» **Written task 1**:
According to the pinning operator post, if variable rebinding were ever allowed, which should carry the annotation, and why?
» **Written task 2**:
Continue the pinning operator post from the point at which it stops.

» **Text extract**:
New EEP draft: Pinning operator ^ in patterns

Ingela Andin ingela.andin@REDACTED
Tue Jan 26 12:05:59 CET 2021


Hi!

So for better or worse I also want to share my view of the "pinning
operator"

I work for the OTP team, but the opinions I am about to share are my own.
The pinning operator, or actually annotation, has turned out to be very
controversial and although I can see some arguments for it I still feel
very unconvinced I like to see it in Erlang. I will try to explain some of
my concerns.

Before I started working for the OTP team I worked as an Erlang consultant
and teacher. When teaching Erlang I would tell my students that to program
Erlang/OTP they need to change their mindset from when programming in
imperative or object oriented languages. There are some things that are
central to Erlang programs that are different and it is pattern matching
and single assignment, recursion being a very common way to solve the
problem and how you think about concurrency.

One of my coworkers checked how many matches were done in the OTP source
code as in comparison to our test suites. And there were actually more
matches in the source code. I think this is a result of how most Erlang
programmers solve problems the "Erlang way".  Also this is not counting all
the matches done in function clauses where the annotation makes no sense
(and hence is not included in the "pinning").  So with pinning we will have
two ways of matching depending on where we match.

Now the EEP proposal does not allow rebinding of variables, but let's face
it that would be the next step. Especially  when that is part of why Elixir
needs to have a "pinning operator". And it is argued that we should have
the ^ to resemble Elixir. Now I am not saying we should allow variable
rebinding, but in the case that we would, I think that the rebinding should
be the thing annotated. Because rebinding should be the exception and the
matching should be the default.

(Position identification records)
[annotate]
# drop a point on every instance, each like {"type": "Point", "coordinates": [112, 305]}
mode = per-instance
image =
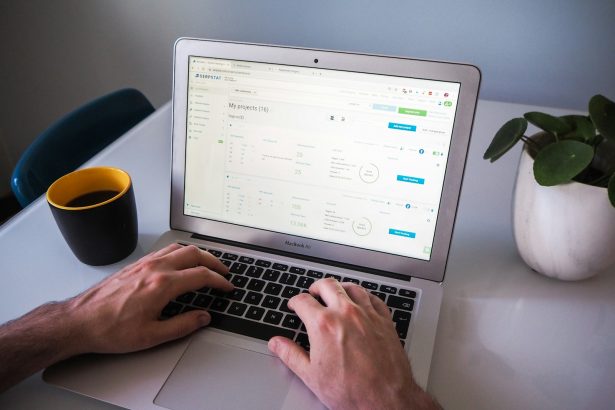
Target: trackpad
{"type": "Point", "coordinates": [215, 376]}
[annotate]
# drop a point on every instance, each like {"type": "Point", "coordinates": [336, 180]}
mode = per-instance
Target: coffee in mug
{"type": "Point", "coordinates": [96, 212]}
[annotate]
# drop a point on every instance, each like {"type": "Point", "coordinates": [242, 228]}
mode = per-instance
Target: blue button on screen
{"type": "Point", "coordinates": [405, 234]}
{"type": "Point", "coordinates": [412, 180]}
{"type": "Point", "coordinates": [403, 127]}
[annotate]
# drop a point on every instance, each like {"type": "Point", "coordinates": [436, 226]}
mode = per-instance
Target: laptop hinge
{"type": "Point", "coordinates": [304, 257]}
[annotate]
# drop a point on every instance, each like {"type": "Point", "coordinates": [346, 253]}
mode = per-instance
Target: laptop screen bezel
{"type": "Point", "coordinates": [466, 75]}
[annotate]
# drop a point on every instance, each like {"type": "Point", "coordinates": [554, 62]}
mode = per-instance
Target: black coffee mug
{"type": "Point", "coordinates": [96, 213]}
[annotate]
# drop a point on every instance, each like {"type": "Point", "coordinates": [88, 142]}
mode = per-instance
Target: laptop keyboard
{"type": "Point", "coordinates": [258, 306]}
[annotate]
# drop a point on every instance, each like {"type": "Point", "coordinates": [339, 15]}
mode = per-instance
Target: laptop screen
{"type": "Point", "coordinates": [343, 157]}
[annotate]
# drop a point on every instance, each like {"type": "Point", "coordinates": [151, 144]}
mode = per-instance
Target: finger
{"type": "Point", "coordinates": [379, 305]}
{"type": "Point", "coordinates": [358, 295]}
{"type": "Point", "coordinates": [330, 291]}
{"type": "Point", "coordinates": [191, 256]}
{"type": "Point", "coordinates": [178, 326]}
{"type": "Point", "coordinates": [291, 354]}
{"type": "Point", "coordinates": [306, 307]}
{"type": "Point", "coordinates": [196, 278]}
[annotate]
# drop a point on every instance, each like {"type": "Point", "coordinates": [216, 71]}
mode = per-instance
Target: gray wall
{"type": "Point", "coordinates": [58, 54]}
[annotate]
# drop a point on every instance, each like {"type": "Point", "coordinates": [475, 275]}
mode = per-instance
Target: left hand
{"type": "Point", "coordinates": [121, 313]}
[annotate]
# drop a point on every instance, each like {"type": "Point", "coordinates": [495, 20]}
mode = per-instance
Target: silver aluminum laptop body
{"type": "Point", "coordinates": [339, 162]}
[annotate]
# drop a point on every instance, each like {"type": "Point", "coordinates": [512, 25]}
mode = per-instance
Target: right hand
{"type": "Point", "coordinates": [355, 360]}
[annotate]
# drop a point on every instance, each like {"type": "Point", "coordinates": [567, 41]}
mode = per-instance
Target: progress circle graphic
{"type": "Point", "coordinates": [369, 173]}
{"type": "Point", "coordinates": [362, 226]}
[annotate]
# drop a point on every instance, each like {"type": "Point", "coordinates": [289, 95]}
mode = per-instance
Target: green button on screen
{"type": "Point", "coordinates": [412, 111]}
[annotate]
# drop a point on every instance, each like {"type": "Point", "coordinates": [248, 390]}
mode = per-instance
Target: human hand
{"type": "Point", "coordinates": [121, 313]}
{"type": "Point", "coordinates": [355, 360]}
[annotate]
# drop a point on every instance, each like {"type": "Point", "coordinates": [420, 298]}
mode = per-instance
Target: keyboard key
{"type": "Point", "coordinates": [273, 317]}
{"type": "Point", "coordinates": [271, 302]}
{"type": "Point", "coordinates": [291, 322]}
{"type": "Point", "coordinates": [388, 289]}
{"type": "Point", "coordinates": [217, 292]}
{"type": "Point", "coordinates": [186, 297]}
{"type": "Point", "coordinates": [189, 308]}
{"type": "Point", "coordinates": [237, 294]}
{"type": "Point", "coordinates": [238, 268]}
{"type": "Point", "coordinates": [369, 285]}
{"type": "Point", "coordinates": [237, 308]}
{"type": "Point", "coordinates": [305, 282]}
{"type": "Point", "coordinates": [284, 306]}
{"type": "Point", "coordinates": [230, 256]}
{"type": "Point", "coordinates": [303, 341]}
{"type": "Point", "coordinates": [254, 271]}
{"type": "Point", "coordinates": [315, 274]}
{"type": "Point", "coordinates": [256, 284]}
{"type": "Point", "coordinates": [381, 295]}
{"type": "Point", "coordinates": [288, 279]}
{"type": "Point", "coordinates": [248, 327]}
{"type": "Point", "coordinates": [253, 298]}
{"type": "Point", "coordinates": [271, 275]}
{"type": "Point", "coordinates": [402, 322]}
{"type": "Point", "coordinates": [400, 303]}
{"type": "Point", "coordinates": [239, 281]}
{"type": "Point", "coordinates": [290, 291]}
{"type": "Point", "coordinates": [254, 312]}
{"type": "Point", "coordinates": [246, 259]}
{"type": "Point", "coordinates": [407, 293]}
{"type": "Point", "coordinates": [219, 305]}
{"type": "Point", "coordinates": [172, 309]}
{"type": "Point", "coordinates": [202, 300]}
{"type": "Point", "coordinates": [264, 264]}
{"type": "Point", "coordinates": [273, 288]}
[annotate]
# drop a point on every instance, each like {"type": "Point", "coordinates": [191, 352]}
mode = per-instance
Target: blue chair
{"type": "Point", "coordinates": [74, 139]}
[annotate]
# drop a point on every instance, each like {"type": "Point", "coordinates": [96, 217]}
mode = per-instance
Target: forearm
{"type": "Point", "coordinates": [36, 340]}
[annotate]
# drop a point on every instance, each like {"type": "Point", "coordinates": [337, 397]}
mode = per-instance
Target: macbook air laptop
{"type": "Point", "coordinates": [292, 165]}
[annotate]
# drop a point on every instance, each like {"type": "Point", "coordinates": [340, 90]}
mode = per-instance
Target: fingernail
{"type": "Point", "coordinates": [204, 319]}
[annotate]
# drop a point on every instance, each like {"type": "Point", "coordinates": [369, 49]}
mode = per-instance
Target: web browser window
{"type": "Point", "coordinates": [350, 158]}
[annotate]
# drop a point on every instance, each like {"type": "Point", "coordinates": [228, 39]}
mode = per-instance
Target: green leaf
{"type": "Point", "coordinates": [602, 113]}
{"type": "Point", "coordinates": [582, 127]}
{"type": "Point", "coordinates": [611, 189]}
{"type": "Point", "coordinates": [561, 161]}
{"type": "Point", "coordinates": [506, 137]}
{"type": "Point", "coordinates": [604, 158]}
{"type": "Point", "coordinates": [548, 122]}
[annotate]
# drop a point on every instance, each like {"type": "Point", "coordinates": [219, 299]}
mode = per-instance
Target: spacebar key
{"type": "Point", "coordinates": [247, 327]}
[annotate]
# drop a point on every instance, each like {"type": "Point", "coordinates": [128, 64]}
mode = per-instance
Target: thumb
{"type": "Point", "coordinates": [180, 326]}
{"type": "Point", "coordinates": [291, 354]}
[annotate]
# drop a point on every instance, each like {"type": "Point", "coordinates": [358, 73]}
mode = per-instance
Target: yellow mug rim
{"type": "Point", "coordinates": [91, 175]}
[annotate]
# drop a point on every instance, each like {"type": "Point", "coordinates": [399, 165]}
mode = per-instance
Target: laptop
{"type": "Point", "coordinates": [291, 165]}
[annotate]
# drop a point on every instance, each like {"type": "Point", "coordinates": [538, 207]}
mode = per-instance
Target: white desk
{"type": "Point", "coordinates": [507, 339]}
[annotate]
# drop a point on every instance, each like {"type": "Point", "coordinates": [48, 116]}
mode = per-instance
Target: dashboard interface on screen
{"type": "Point", "coordinates": [350, 158]}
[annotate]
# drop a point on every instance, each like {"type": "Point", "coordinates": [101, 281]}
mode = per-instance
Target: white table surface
{"type": "Point", "coordinates": [508, 338]}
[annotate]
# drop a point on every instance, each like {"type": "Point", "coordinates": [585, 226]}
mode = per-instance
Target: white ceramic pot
{"type": "Point", "coordinates": [565, 231]}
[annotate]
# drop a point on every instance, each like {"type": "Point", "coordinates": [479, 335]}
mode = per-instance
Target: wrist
{"type": "Point", "coordinates": [56, 325]}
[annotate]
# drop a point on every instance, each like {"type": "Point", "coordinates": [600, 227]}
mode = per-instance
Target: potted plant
{"type": "Point", "coordinates": [564, 202]}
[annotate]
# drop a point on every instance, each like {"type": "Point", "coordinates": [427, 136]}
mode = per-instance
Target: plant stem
{"type": "Point", "coordinates": [531, 142]}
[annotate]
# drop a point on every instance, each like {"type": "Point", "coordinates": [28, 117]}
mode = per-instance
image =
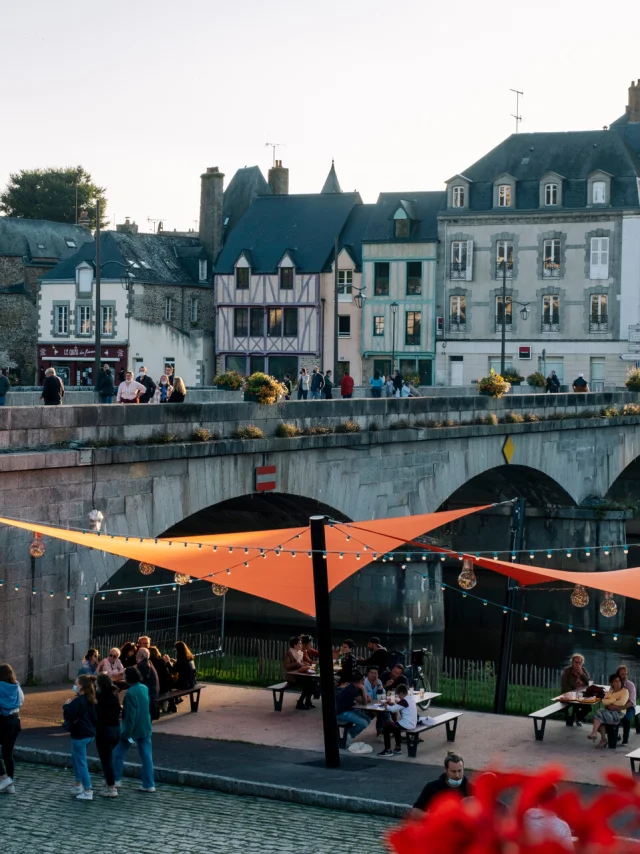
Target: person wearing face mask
{"type": "Point", "coordinates": [453, 780]}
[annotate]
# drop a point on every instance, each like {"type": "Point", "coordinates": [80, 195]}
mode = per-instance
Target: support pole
{"type": "Point", "coordinates": [323, 624]}
{"type": "Point", "coordinates": [506, 640]}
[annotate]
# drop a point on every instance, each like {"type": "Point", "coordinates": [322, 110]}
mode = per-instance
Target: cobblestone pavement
{"type": "Point", "coordinates": [44, 818]}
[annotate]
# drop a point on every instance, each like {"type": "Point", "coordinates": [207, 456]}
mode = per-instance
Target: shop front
{"type": "Point", "coordinates": [74, 364]}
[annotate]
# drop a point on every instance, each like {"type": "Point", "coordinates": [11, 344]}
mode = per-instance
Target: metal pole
{"type": "Point", "coordinates": [506, 640]}
{"type": "Point", "coordinates": [96, 361]}
{"type": "Point", "coordinates": [323, 624]}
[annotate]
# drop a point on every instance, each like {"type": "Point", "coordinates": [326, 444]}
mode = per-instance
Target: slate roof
{"type": "Point", "coordinates": [305, 224]}
{"type": "Point", "coordinates": [528, 157]}
{"type": "Point", "coordinates": [40, 239]}
{"type": "Point", "coordinates": [161, 259]}
{"type": "Point", "coordinates": [425, 207]}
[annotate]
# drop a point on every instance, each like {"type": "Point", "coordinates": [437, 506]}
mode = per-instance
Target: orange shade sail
{"type": "Point", "coordinates": [274, 565]}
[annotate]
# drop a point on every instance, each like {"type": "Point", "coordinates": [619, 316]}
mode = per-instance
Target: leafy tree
{"type": "Point", "coordinates": [51, 194]}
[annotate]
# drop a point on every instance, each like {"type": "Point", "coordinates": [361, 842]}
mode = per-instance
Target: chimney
{"type": "Point", "coordinates": [211, 202]}
{"type": "Point", "coordinates": [127, 226]}
{"type": "Point", "coordinates": [279, 179]}
{"type": "Point", "coordinates": [633, 108]}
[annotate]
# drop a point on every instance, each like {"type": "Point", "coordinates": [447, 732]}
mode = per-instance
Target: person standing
{"type": "Point", "coordinates": [107, 730]}
{"type": "Point", "coordinates": [346, 386]}
{"type": "Point", "coordinates": [52, 388]}
{"type": "Point", "coordinates": [148, 383]}
{"type": "Point", "coordinates": [135, 729]}
{"type": "Point", "coordinates": [80, 720]}
{"type": "Point", "coordinates": [11, 700]}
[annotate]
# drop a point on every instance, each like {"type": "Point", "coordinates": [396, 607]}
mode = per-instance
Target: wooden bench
{"type": "Point", "coordinates": [540, 717]}
{"type": "Point", "coordinates": [194, 695]}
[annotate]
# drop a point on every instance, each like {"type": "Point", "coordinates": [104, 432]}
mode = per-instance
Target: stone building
{"type": "Point", "coordinates": [28, 249]}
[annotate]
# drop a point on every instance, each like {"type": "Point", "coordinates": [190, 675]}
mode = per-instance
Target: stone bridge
{"type": "Point", "coordinates": [146, 471]}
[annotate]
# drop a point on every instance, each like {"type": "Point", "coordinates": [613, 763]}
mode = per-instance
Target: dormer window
{"type": "Point", "coordinates": [458, 197]}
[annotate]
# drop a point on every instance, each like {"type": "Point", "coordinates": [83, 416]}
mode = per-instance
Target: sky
{"type": "Point", "coordinates": [146, 94]}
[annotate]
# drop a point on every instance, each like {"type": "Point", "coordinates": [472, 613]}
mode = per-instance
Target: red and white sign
{"type": "Point", "coordinates": [265, 478]}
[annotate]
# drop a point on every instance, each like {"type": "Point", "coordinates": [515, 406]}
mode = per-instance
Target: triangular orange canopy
{"type": "Point", "coordinates": [274, 565]}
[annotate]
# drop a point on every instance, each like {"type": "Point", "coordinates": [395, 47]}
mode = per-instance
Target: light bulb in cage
{"type": "Point", "coordinates": [467, 578]}
{"type": "Point", "coordinates": [219, 589]}
{"type": "Point", "coordinates": [608, 607]}
{"type": "Point", "coordinates": [580, 596]}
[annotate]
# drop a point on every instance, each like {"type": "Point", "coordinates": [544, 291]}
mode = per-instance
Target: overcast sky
{"type": "Point", "coordinates": [146, 94]}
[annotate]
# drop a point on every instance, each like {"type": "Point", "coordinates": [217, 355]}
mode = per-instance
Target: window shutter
{"type": "Point", "coordinates": [469, 275]}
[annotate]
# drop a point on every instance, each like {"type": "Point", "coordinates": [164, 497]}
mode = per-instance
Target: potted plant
{"type": "Point", "coordinates": [264, 389]}
{"type": "Point", "coordinates": [493, 385]}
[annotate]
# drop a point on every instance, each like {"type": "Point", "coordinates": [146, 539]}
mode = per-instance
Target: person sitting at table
{"type": "Point", "coordinates": [614, 706]}
{"type": "Point", "coordinates": [630, 714]}
{"type": "Point", "coordinates": [294, 665]}
{"type": "Point", "coordinates": [576, 678]}
{"type": "Point", "coordinates": [353, 694]}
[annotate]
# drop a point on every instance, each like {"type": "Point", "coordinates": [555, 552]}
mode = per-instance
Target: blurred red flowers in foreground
{"type": "Point", "coordinates": [483, 825]}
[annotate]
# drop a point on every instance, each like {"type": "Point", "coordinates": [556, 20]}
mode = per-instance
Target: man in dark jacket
{"type": "Point", "coordinates": [52, 388]}
{"type": "Point", "coordinates": [148, 383]}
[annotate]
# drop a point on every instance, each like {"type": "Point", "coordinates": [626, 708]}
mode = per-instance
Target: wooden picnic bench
{"type": "Point", "coordinates": [194, 695]}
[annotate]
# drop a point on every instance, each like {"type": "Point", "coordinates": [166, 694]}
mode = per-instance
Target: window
{"type": "Point", "coordinates": [344, 326]}
{"type": "Point", "coordinates": [598, 192]}
{"type": "Point", "coordinates": [256, 322]}
{"type": "Point", "coordinates": [412, 324]}
{"type": "Point", "coordinates": [458, 314]}
{"type": "Point", "coordinates": [551, 313]}
{"type": "Point", "coordinates": [274, 326]}
{"type": "Point", "coordinates": [240, 322]}
{"type": "Point", "coordinates": [242, 278]}
{"type": "Point", "coordinates": [286, 278]}
{"type": "Point", "coordinates": [290, 323]}
{"type": "Point", "coordinates": [551, 266]}
{"type": "Point", "coordinates": [83, 320]}
{"type": "Point", "coordinates": [504, 196]}
{"type": "Point", "coordinates": [414, 278]}
{"type": "Point", "coordinates": [107, 326]}
{"type": "Point", "coordinates": [503, 314]}
{"type": "Point", "coordinates": [381, 279]}
{"type": "Point", "coordinates": [598, 319]}
{"type": "Point", "coordinates": [504, 252]}
{"type": "Point", "coordinates": [61, 319]}
{"type": "Point", "coordinates": [599, 261]}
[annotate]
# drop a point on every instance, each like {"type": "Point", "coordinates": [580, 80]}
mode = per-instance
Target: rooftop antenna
{"type": "Point", "coordinates": [517, 115]}
{"type": "Point", "coordinates": [273, 146]}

» **Final answer 1**:
The rebinding should carry the annotation, because rebinding should be the exception and matching should be the default.

» **Final answer 2**:
I think it is human to consider too little of the context and alas the
compiler will never be able to catch all the times, we also have to rely on
regression tests for instance. How many times have not a feature
development or bug fix involved fixing some other test that happend to
break.

So we will see what happens. I think there are still many things to
consider.

Regards Ingela

Den ons 20 jan. 2021 kl 15:42 skrev Raimo Niskanen <
raimo+erlang-questions@REDACTED>:

> I have vague feeling that this has been asked,
> but since I can not find it:
>
> How is nested fun()s handled?
>
> foo(Y) ->
>     F = fun (X) ->
>             Y = X + ^Y,
>             FF = fun (Z) ->
>                      Z + ^Y
>                  end,
>             FF(Y)
>         end,
>     F(Y).
>
> Does the innermost Z + ^Y access the outermost Y from foo(Y), or the Y
> bound in F/1 i.e Y = X + ^Y?
>
> Is there a way to choose which of the outer Y:s to refer to from within
> FF/1?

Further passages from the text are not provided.